### REQUIRED WORK:
Format the lines of the material below as a numbered list, starting at the line containing "In this exercise you will find the wooden" and ending at the line containing "[(348, 496)]". Omit any blank lines.

### MATERIAL SHOWN:
-------------------------

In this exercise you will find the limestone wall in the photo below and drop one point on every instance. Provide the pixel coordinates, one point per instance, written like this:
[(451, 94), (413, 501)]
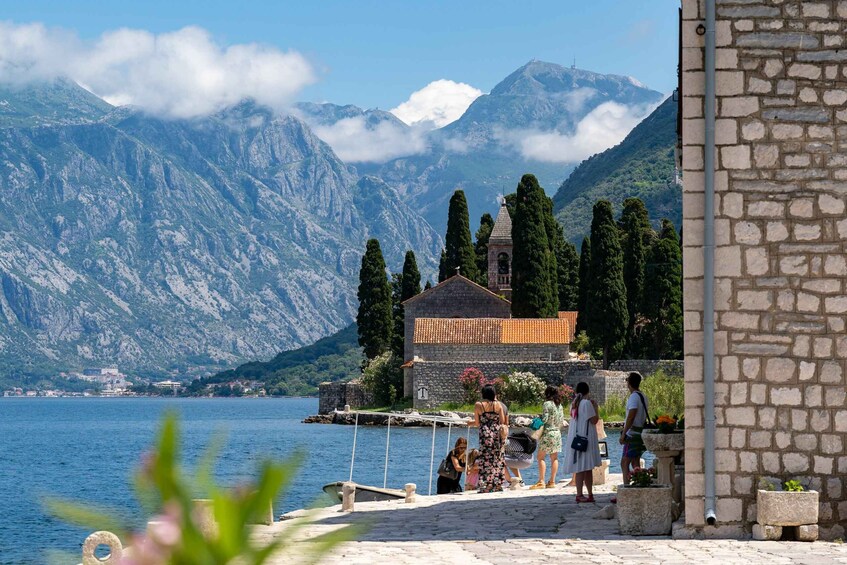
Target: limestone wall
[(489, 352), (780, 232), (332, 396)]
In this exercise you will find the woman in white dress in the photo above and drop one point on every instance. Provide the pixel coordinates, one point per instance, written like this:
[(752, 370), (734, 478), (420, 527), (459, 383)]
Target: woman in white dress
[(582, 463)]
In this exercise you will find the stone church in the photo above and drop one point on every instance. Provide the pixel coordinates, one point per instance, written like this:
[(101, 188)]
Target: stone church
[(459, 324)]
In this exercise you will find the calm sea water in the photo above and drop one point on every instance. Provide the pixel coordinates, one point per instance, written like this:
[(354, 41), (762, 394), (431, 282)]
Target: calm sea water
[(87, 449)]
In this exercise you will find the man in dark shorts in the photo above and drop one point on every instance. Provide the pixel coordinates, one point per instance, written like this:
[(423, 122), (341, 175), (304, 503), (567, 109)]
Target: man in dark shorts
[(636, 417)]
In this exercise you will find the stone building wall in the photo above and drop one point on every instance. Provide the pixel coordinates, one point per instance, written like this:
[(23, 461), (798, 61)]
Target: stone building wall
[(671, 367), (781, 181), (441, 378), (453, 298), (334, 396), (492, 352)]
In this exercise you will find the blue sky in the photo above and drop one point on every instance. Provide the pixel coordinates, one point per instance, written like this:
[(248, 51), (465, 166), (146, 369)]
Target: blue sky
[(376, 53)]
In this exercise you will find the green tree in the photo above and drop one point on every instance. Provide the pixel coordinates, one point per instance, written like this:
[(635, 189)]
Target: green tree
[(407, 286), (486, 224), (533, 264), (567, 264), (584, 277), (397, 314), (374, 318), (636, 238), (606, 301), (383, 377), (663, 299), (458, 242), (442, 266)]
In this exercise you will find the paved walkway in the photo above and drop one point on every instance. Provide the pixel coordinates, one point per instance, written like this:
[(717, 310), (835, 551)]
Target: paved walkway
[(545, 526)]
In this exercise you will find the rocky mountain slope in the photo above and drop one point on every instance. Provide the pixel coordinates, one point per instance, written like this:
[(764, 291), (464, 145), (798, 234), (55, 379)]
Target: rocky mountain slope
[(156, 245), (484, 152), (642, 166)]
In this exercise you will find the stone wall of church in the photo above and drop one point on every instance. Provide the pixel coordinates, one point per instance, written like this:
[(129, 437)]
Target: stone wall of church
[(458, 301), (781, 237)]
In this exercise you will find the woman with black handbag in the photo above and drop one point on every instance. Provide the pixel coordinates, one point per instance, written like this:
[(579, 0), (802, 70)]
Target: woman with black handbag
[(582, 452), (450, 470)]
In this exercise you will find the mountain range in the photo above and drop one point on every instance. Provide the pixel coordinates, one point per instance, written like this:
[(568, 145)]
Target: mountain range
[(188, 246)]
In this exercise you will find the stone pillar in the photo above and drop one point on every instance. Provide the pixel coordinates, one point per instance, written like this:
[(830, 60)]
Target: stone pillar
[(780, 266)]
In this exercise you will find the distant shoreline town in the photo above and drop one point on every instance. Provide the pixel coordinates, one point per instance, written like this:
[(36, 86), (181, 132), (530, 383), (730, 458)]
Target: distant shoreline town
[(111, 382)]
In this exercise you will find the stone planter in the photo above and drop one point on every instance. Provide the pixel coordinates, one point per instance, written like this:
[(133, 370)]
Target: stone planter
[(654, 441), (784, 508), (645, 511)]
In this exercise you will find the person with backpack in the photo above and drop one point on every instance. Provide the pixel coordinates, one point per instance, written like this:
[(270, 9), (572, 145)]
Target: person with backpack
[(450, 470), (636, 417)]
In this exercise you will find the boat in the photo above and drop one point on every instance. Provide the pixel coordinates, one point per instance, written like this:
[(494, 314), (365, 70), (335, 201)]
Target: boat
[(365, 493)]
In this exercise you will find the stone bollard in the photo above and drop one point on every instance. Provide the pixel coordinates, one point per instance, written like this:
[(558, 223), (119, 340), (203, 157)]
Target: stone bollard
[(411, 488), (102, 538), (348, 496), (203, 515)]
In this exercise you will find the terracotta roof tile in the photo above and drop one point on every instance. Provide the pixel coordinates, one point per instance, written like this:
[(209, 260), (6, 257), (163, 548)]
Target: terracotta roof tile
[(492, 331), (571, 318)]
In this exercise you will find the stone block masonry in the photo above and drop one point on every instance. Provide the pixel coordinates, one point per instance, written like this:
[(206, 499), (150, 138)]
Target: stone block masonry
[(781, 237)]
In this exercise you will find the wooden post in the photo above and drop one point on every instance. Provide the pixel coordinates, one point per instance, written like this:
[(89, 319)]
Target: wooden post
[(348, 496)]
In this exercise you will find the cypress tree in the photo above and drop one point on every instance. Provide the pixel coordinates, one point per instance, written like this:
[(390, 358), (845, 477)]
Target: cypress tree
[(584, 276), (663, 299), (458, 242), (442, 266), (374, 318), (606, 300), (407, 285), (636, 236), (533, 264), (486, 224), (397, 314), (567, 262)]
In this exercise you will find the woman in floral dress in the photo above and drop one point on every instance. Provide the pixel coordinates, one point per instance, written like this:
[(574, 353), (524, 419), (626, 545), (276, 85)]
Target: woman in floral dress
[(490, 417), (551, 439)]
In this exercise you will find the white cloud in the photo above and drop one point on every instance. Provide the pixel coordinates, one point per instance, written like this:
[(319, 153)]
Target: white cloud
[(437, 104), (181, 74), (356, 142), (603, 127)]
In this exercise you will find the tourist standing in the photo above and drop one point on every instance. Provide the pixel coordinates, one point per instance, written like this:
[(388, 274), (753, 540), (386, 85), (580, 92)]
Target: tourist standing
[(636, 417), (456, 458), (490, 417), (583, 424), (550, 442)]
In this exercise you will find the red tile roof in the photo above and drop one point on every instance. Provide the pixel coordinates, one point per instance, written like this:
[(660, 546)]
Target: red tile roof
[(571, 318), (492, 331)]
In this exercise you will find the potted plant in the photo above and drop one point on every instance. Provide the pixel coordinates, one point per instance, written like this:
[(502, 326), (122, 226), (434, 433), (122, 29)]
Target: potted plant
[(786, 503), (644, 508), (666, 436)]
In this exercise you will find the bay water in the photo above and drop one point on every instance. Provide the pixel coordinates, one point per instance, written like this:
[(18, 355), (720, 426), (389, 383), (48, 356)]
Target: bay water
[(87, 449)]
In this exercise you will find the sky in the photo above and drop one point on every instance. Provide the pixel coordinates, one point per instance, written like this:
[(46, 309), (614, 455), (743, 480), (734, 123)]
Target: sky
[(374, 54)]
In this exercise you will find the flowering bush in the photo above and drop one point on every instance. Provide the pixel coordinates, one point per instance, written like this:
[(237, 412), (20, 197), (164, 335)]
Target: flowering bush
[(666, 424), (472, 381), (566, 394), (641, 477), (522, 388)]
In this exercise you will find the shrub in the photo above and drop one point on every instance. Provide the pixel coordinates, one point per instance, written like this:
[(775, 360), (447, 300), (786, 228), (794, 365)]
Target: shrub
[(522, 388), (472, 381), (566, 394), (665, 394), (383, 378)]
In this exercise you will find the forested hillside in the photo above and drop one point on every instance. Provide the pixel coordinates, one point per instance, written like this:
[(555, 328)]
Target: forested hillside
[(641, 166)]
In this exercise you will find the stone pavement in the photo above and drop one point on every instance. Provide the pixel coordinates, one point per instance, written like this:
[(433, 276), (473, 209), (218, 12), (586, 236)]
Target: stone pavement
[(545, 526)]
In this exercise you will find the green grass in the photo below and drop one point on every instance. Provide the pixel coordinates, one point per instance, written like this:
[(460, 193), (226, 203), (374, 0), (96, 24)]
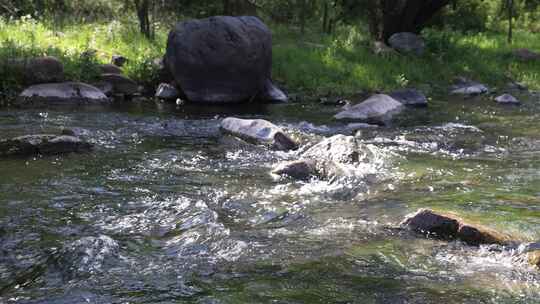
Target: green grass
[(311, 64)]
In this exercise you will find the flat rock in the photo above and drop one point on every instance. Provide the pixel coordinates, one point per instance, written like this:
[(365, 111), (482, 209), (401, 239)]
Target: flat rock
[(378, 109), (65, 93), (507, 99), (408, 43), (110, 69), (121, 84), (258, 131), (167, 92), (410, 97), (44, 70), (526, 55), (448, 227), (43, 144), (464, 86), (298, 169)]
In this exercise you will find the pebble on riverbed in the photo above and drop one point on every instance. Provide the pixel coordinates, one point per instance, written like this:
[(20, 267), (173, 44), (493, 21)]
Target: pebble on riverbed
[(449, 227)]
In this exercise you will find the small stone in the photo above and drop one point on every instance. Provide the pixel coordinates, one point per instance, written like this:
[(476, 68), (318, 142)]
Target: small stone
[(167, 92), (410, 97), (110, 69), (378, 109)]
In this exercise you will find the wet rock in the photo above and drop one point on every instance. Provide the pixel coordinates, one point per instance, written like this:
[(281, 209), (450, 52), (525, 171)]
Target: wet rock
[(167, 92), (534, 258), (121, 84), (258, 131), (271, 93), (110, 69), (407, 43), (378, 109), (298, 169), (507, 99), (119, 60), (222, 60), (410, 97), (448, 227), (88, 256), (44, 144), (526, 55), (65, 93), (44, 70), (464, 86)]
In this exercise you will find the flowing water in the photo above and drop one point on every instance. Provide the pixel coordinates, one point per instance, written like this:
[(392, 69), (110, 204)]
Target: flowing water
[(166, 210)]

-------------------------

### TASK SOLUTION:
1. In this exercise you will find the wooden post in the photo above and drop one point on every instance. Provide the pixel coordinates, one point per instance, written like this:
2. [(89, 319)]
3. Target: wooden post
4. [(348, 496)]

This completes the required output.